── EXCERPTED TEXT ──

In contrast to the premise of the modern European Union, the Modern Monetary Theorists suggest that we need to run deficits “almost all the time.” Kelton describes “deficit hawks” as backward reactionaries ignorant of how economics works. She describes “deficit doves” in kinder terms, but still makes clear that these Keynesian thinkers are old-fashioned, at best. What Kelton supports are people she calls “deficit owls,” wise individuals who understand the contention of Modern Monetary Theory that the goal is to balance the economy and not the budget.

This is where I freak out, and I’m going to admit that freely. The theory here suggests that, in the complex adaptive system known as the U.S. economy, where hundreds of millions of individual actors make decisions each day that interact with each other in a nearly infinite variety of ways, that economists—using coarse data aggregated into spreadsheets layered in with a myriad of assumptions—can calculate the optimum GDP.

And if that’s not a level of professional hubris that you find completely unwarranted by an understanding of history, my dear Icarus, know that Modern Monetary Theory suggests that the economy can be fine-tuned, through fiscal and monetary policy, by enlightened economists, so that we can achieve this optimum GDP. All we must be willing to do is spend more, especially when that means taking on more debt.

───
── RECORD EXCERPTS ──

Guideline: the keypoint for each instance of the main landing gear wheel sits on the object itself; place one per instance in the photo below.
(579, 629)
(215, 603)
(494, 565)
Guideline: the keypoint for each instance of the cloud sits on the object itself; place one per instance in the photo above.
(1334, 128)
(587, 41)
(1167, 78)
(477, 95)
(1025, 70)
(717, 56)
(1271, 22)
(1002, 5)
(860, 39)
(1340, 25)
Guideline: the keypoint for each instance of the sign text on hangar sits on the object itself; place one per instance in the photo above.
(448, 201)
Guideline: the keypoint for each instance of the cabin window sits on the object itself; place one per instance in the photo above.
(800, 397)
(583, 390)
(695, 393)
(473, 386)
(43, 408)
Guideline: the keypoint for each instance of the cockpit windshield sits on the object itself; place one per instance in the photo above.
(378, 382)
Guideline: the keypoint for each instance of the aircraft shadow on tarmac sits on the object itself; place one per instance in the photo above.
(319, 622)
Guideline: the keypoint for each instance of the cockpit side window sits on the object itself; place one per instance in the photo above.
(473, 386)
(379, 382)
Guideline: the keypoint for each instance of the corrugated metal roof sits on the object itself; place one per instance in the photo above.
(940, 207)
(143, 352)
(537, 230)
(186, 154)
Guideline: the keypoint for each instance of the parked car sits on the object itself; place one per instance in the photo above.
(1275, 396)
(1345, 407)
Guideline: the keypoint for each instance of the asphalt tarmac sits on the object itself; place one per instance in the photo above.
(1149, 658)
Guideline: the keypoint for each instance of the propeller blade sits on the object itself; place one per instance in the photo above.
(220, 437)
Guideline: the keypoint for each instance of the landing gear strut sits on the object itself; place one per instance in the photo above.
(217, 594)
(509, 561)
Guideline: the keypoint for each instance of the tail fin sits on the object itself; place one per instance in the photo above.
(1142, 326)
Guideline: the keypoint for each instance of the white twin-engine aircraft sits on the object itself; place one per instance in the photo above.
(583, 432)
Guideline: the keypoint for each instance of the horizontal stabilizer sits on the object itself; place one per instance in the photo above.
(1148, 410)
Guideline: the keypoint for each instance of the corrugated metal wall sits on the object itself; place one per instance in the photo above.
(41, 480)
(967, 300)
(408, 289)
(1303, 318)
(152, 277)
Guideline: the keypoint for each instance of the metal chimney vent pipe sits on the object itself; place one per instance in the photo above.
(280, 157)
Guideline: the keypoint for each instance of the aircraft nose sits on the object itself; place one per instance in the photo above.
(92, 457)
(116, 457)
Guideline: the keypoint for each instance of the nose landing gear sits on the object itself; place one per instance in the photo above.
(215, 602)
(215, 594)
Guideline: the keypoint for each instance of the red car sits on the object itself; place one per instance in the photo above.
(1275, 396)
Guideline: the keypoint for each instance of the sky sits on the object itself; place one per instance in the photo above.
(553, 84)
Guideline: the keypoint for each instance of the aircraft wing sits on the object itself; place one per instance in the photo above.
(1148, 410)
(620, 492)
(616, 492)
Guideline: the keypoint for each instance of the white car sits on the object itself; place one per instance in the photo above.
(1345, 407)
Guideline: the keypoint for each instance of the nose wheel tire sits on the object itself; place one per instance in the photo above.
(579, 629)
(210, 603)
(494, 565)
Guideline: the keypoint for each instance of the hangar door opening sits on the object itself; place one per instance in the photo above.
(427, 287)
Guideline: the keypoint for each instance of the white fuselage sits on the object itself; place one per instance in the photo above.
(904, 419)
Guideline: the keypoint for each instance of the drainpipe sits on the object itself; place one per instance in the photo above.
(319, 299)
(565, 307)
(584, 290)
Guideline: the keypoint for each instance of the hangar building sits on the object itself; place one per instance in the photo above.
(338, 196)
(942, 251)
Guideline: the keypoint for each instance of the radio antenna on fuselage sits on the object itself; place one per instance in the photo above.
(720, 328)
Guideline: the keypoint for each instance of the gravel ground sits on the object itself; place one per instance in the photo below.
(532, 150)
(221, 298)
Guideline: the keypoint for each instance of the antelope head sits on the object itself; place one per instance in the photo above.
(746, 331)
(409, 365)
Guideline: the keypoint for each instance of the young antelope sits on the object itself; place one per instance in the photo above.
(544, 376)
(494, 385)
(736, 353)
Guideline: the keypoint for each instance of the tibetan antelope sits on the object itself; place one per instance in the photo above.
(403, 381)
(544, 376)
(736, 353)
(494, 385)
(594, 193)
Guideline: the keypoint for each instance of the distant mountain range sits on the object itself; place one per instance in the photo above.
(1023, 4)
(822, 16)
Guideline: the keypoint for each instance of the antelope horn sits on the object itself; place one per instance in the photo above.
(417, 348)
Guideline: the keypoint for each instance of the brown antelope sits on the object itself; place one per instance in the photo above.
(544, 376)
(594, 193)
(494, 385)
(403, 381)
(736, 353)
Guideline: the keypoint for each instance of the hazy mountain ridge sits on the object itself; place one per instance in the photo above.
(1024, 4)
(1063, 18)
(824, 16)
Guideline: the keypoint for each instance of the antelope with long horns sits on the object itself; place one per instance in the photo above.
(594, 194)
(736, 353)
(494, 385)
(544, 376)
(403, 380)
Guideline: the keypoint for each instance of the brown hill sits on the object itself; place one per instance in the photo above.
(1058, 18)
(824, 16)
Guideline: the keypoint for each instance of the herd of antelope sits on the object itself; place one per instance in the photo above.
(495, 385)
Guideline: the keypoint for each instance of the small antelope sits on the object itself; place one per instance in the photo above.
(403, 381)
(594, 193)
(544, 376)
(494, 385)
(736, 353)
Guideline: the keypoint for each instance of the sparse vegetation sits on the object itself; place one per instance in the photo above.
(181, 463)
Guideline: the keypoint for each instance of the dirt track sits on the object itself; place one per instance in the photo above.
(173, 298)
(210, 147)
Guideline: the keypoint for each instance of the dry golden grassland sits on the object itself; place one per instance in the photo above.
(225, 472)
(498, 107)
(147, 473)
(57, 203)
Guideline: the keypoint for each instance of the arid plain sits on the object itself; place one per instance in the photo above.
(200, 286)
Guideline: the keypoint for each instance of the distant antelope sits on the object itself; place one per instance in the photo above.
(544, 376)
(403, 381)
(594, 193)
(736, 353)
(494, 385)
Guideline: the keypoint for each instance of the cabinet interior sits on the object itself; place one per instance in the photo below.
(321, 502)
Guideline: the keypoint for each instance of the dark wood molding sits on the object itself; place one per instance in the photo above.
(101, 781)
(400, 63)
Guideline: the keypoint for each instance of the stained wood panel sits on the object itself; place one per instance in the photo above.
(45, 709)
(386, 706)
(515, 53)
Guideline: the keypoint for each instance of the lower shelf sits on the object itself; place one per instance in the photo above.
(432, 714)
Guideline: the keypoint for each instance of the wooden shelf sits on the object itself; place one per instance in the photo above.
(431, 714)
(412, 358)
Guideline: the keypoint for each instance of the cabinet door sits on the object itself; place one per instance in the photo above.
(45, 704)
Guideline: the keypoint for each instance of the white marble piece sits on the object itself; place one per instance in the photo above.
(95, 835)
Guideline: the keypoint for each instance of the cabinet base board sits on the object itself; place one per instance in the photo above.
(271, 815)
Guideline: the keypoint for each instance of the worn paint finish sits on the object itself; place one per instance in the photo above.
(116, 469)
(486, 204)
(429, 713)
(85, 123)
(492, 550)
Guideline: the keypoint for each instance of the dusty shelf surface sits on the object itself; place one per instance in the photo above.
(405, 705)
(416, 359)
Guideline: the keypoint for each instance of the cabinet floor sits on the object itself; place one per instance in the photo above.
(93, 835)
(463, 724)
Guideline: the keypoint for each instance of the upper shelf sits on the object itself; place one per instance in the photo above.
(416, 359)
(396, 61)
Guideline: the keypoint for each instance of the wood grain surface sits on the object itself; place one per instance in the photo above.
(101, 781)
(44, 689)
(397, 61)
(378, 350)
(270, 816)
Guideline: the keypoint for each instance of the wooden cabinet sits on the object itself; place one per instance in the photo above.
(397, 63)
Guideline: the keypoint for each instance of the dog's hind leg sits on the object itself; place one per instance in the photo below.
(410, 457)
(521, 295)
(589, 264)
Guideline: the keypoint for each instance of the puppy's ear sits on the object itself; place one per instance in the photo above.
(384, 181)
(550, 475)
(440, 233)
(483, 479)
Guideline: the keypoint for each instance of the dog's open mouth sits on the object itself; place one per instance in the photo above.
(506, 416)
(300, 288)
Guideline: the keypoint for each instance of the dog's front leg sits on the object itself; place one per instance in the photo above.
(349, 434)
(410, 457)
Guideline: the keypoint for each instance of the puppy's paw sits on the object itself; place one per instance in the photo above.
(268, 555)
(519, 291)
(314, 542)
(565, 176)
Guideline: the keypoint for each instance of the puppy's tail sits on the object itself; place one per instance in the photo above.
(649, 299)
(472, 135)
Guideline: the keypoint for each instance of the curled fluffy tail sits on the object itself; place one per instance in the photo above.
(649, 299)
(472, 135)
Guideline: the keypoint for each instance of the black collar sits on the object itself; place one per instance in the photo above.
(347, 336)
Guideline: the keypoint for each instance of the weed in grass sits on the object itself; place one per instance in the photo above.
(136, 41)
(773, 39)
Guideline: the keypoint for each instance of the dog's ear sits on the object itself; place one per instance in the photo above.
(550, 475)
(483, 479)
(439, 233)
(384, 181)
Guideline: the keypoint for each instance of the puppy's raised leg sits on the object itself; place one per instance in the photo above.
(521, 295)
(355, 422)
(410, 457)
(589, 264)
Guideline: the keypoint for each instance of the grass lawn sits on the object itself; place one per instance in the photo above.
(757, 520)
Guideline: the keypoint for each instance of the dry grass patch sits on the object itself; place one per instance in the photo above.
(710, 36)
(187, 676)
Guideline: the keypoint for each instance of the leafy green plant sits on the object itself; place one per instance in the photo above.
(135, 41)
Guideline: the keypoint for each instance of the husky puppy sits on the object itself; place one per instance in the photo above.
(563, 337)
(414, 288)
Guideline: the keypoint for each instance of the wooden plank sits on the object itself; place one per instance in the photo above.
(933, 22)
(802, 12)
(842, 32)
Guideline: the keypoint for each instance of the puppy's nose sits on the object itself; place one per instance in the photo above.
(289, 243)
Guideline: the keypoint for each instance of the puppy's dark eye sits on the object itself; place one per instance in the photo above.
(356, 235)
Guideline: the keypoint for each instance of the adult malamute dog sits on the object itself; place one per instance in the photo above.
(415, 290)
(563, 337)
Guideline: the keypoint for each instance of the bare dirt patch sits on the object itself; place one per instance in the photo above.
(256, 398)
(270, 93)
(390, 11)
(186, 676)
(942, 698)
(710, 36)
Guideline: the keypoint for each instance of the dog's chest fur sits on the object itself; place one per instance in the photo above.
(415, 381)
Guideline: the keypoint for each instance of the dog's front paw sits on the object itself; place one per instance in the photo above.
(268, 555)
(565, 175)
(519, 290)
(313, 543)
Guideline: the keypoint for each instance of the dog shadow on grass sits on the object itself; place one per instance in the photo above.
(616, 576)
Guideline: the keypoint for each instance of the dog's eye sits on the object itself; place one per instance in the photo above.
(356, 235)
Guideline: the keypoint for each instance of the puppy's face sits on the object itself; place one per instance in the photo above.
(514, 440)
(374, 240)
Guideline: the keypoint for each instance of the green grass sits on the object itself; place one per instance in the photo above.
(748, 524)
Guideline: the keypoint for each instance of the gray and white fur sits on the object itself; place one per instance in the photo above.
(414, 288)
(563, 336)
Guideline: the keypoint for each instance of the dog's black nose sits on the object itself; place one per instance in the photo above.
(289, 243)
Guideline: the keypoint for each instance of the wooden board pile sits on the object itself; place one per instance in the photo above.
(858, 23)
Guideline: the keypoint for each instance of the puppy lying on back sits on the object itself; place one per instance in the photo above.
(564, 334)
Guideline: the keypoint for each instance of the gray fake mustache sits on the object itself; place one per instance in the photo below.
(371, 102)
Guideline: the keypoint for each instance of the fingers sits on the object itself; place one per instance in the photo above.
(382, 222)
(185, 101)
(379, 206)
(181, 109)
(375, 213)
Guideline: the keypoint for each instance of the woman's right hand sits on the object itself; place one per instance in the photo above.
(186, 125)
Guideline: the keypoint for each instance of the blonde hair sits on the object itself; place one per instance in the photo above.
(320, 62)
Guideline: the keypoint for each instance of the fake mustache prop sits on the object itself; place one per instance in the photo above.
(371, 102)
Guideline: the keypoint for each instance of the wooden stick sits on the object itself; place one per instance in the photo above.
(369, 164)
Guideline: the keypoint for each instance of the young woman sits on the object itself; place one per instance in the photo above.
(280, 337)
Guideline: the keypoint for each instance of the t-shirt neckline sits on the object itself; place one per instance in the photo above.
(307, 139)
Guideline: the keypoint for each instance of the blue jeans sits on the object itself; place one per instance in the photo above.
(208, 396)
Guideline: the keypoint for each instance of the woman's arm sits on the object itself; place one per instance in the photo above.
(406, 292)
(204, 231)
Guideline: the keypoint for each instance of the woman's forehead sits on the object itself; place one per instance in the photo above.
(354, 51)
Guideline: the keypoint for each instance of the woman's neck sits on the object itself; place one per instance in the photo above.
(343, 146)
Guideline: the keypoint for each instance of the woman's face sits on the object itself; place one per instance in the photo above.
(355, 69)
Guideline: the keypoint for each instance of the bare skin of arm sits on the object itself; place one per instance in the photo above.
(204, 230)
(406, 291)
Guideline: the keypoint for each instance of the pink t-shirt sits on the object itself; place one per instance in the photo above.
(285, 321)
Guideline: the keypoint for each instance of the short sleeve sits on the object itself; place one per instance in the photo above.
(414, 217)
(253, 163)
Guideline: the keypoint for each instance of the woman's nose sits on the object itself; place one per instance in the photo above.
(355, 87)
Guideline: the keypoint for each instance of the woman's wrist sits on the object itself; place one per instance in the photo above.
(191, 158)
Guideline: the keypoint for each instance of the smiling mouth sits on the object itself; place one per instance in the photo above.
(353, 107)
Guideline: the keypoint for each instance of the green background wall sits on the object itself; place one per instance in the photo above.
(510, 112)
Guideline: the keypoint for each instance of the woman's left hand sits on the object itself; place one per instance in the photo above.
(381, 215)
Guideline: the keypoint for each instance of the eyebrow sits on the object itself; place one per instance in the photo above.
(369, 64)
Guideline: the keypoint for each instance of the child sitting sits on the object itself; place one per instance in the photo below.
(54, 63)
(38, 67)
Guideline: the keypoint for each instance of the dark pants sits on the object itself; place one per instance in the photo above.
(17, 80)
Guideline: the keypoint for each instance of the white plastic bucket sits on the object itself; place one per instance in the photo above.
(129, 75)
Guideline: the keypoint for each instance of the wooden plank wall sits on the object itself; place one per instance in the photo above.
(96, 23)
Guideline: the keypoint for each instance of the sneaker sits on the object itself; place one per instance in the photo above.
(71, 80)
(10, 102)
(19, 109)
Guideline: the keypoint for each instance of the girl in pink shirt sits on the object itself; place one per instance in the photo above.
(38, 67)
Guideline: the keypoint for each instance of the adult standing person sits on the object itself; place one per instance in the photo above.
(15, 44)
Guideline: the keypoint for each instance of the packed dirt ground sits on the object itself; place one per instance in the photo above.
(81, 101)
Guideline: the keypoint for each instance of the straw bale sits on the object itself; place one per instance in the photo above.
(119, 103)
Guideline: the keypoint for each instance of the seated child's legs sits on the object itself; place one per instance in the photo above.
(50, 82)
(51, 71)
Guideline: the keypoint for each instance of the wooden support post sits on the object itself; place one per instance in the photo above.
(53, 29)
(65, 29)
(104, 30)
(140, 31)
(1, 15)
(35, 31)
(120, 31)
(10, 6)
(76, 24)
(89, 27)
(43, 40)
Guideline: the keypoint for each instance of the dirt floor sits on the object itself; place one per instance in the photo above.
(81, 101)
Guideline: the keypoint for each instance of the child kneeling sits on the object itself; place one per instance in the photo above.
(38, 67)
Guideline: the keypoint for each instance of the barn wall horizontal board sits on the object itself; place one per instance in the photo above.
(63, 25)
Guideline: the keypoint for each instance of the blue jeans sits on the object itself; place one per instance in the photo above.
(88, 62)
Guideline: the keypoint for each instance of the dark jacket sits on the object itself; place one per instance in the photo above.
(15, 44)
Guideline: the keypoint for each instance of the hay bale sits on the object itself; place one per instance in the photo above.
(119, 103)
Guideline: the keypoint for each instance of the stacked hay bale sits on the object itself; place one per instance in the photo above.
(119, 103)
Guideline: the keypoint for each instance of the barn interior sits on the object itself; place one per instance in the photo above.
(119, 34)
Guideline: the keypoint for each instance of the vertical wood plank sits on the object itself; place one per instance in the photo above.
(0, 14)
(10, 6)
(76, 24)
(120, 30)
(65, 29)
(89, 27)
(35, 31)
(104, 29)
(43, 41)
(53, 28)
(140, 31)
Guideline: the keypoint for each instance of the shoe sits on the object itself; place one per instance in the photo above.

───

In the excerpted text, what name does Kelton give to the people she supports?

She calls them "deficit owls."